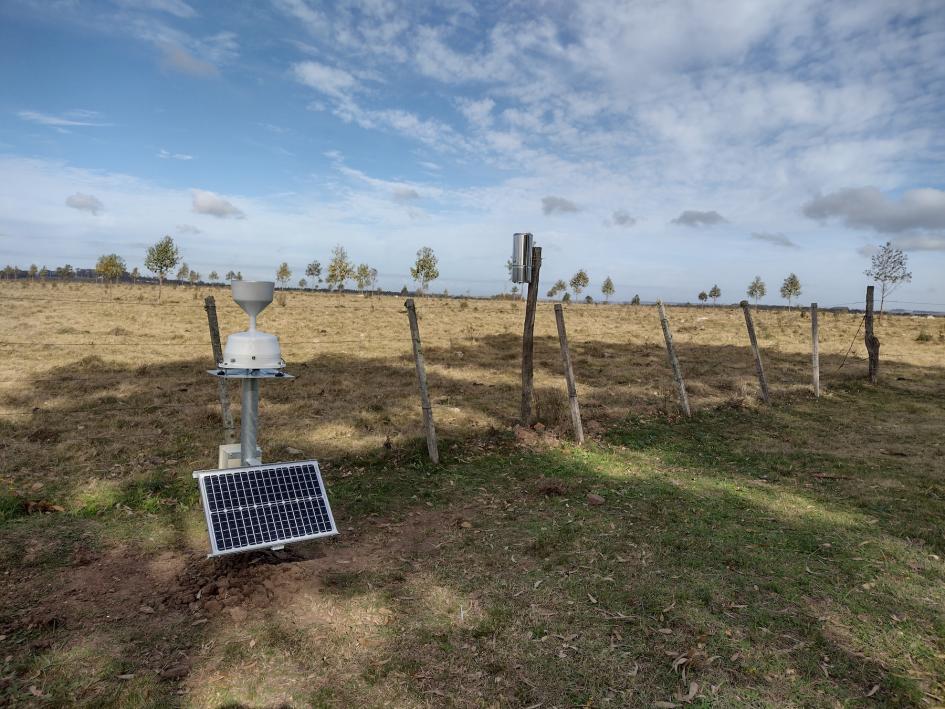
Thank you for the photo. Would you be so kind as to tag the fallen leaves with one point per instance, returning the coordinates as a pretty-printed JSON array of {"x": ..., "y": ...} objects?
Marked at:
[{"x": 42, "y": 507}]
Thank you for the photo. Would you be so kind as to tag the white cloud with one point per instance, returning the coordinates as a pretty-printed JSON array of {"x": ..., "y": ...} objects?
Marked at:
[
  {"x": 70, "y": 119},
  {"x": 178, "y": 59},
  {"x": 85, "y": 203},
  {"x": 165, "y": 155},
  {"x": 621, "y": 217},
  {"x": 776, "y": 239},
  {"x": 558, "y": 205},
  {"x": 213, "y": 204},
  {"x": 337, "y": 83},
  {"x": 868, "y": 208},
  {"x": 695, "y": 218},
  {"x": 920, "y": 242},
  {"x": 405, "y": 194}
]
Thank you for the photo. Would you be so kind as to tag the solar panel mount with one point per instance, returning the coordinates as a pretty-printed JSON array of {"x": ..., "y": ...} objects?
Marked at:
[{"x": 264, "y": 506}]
* * *
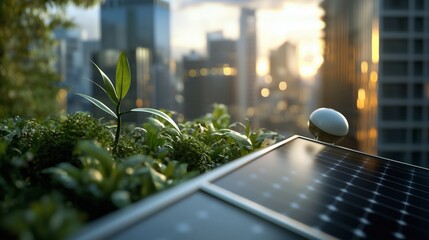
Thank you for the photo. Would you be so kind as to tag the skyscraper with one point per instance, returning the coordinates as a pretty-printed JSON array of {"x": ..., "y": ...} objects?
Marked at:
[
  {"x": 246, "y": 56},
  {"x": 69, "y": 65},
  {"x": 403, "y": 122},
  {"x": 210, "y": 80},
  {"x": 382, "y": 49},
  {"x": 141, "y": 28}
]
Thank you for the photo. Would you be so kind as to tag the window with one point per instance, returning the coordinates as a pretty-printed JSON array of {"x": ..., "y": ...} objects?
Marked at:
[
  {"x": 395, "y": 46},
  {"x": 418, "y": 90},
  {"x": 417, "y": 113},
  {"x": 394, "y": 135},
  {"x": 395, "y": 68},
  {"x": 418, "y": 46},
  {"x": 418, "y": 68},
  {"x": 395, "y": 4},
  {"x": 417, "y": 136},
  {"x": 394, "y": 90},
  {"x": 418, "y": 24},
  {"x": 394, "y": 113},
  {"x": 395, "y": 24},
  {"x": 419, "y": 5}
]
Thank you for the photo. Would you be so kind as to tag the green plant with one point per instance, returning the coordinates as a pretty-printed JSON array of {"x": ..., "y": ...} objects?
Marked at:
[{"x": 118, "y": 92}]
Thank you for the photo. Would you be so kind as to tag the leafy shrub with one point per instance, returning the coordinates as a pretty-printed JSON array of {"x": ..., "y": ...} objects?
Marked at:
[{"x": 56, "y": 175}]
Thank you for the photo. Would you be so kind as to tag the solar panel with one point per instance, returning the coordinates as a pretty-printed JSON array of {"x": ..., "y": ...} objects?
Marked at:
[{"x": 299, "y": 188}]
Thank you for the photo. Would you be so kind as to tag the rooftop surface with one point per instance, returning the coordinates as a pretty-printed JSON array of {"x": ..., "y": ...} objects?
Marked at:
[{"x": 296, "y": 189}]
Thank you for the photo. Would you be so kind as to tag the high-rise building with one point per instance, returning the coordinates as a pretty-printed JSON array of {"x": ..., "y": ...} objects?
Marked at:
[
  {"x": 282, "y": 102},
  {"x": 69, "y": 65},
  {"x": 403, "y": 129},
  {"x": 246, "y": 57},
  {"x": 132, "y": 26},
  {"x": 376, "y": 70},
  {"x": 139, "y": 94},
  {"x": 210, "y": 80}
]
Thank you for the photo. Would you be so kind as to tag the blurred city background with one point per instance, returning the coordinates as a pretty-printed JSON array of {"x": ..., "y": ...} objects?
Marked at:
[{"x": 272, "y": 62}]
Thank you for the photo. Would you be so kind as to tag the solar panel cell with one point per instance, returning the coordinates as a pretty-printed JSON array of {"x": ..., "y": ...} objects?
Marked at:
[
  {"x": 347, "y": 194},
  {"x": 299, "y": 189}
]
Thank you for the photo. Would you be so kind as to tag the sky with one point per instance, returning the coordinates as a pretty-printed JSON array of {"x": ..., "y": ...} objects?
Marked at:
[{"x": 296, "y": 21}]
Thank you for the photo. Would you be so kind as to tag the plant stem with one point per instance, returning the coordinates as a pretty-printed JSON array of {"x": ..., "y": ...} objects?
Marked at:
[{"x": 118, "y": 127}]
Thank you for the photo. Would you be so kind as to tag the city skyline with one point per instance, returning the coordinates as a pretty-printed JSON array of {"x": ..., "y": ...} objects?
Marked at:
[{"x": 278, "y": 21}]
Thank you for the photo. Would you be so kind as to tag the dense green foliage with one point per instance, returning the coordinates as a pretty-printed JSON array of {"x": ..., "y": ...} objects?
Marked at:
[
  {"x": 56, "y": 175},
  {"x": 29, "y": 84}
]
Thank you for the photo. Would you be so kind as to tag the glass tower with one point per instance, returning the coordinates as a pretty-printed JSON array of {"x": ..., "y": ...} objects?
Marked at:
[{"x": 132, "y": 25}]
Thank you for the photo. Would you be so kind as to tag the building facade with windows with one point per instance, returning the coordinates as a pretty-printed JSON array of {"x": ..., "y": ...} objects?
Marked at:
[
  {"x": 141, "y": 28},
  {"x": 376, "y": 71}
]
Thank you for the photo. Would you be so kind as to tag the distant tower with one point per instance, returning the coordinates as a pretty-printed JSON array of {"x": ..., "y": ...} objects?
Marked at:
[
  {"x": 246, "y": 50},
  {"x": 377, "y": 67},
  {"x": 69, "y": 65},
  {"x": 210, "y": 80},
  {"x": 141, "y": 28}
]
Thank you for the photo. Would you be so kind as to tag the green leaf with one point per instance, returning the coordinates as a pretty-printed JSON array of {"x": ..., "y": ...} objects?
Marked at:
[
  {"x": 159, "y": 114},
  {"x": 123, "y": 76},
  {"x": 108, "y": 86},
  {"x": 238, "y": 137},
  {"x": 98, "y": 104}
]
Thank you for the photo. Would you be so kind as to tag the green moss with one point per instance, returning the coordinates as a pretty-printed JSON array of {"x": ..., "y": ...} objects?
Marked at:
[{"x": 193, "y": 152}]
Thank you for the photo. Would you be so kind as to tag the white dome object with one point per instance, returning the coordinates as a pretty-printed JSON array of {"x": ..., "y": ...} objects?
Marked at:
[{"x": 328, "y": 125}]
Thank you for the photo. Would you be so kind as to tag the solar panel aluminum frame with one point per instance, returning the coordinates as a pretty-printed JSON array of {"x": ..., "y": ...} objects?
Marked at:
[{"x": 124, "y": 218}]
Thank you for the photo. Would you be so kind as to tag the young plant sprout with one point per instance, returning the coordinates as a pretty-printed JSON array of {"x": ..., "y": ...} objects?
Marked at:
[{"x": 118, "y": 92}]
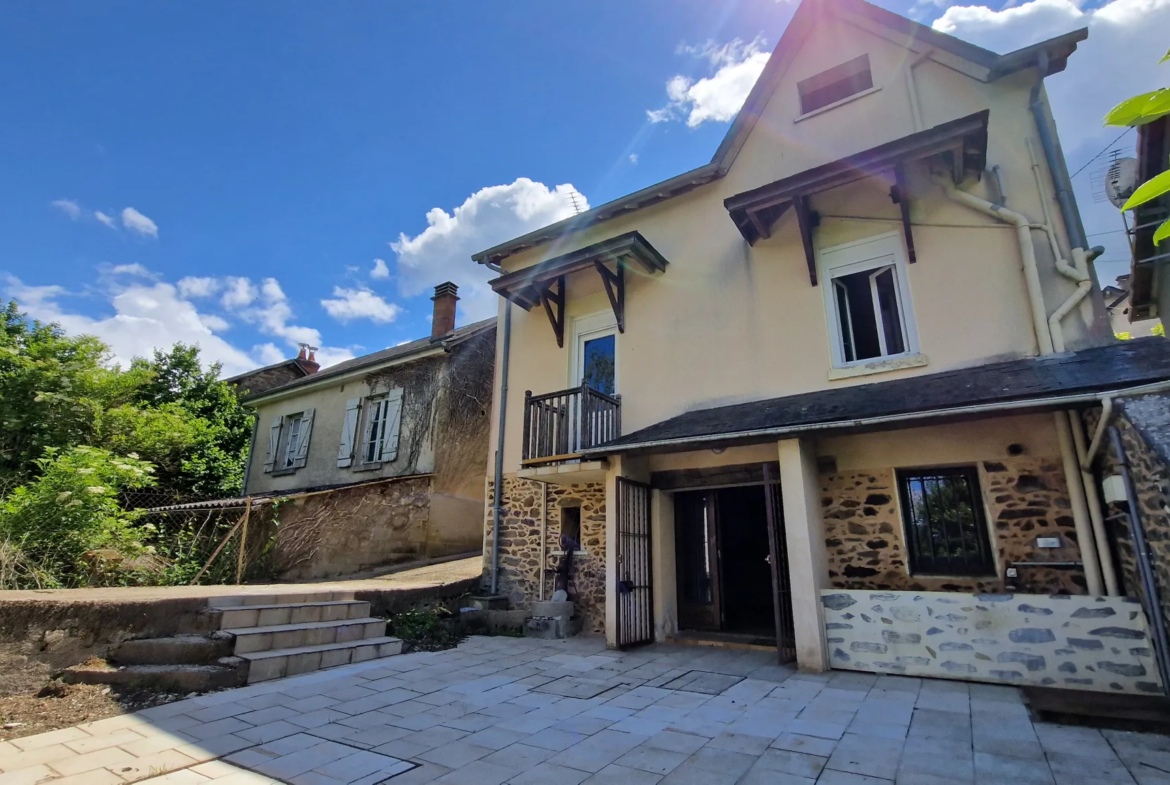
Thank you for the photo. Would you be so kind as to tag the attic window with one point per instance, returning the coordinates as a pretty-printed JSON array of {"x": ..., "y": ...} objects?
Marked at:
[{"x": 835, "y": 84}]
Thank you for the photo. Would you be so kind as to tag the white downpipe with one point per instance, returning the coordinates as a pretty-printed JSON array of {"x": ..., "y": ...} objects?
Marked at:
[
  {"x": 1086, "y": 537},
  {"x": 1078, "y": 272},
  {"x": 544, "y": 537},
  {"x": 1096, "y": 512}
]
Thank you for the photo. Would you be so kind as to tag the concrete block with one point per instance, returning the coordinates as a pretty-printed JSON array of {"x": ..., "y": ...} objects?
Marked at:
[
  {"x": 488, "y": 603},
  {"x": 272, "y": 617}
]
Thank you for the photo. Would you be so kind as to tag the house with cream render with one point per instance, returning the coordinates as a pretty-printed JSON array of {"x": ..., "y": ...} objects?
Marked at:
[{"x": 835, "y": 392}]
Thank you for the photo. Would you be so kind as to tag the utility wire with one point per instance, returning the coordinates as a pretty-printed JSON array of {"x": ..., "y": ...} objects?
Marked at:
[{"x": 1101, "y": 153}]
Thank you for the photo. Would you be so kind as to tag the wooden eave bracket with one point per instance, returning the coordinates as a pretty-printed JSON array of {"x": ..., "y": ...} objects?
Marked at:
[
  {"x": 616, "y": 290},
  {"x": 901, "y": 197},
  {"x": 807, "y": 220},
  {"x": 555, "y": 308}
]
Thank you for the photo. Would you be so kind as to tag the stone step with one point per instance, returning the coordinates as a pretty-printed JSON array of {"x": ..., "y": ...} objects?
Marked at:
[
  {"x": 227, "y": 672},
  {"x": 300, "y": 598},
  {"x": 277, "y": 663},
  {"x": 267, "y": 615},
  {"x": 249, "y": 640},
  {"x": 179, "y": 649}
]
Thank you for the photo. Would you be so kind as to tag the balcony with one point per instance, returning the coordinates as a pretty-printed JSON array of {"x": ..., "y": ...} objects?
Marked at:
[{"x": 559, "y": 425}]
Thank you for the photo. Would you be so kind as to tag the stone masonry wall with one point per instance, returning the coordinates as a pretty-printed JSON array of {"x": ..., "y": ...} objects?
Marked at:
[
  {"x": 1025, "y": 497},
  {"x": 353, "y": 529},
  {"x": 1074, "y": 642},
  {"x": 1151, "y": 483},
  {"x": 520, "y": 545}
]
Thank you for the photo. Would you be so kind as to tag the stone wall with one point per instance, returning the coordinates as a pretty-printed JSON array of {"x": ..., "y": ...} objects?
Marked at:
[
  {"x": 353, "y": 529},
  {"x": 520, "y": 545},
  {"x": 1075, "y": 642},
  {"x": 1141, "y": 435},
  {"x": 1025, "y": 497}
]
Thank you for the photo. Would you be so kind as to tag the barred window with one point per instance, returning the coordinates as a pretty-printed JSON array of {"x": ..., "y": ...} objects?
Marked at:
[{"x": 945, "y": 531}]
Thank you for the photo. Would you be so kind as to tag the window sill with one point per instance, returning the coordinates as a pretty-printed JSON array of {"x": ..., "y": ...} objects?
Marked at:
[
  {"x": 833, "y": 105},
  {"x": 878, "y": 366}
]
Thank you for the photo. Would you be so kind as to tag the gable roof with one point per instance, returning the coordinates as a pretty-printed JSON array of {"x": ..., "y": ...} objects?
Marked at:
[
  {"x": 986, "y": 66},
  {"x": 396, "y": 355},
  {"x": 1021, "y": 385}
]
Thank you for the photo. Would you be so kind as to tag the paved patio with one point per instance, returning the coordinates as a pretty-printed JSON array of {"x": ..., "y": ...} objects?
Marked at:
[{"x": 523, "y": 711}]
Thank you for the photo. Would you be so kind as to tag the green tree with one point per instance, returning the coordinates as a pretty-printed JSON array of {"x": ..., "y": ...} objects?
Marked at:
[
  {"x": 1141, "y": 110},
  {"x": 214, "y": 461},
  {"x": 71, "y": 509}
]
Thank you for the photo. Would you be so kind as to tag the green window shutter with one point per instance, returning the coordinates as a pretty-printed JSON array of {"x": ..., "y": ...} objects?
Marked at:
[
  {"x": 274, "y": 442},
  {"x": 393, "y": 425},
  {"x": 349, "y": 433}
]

__Krótkie ćwiczenie__
Policz, w ilu wierszach danych występuje słowo „city”, i podaj wyłącznie tę liczbę. Wielkość liter ma znaczenie.

__Poprawna odpowiedź__
2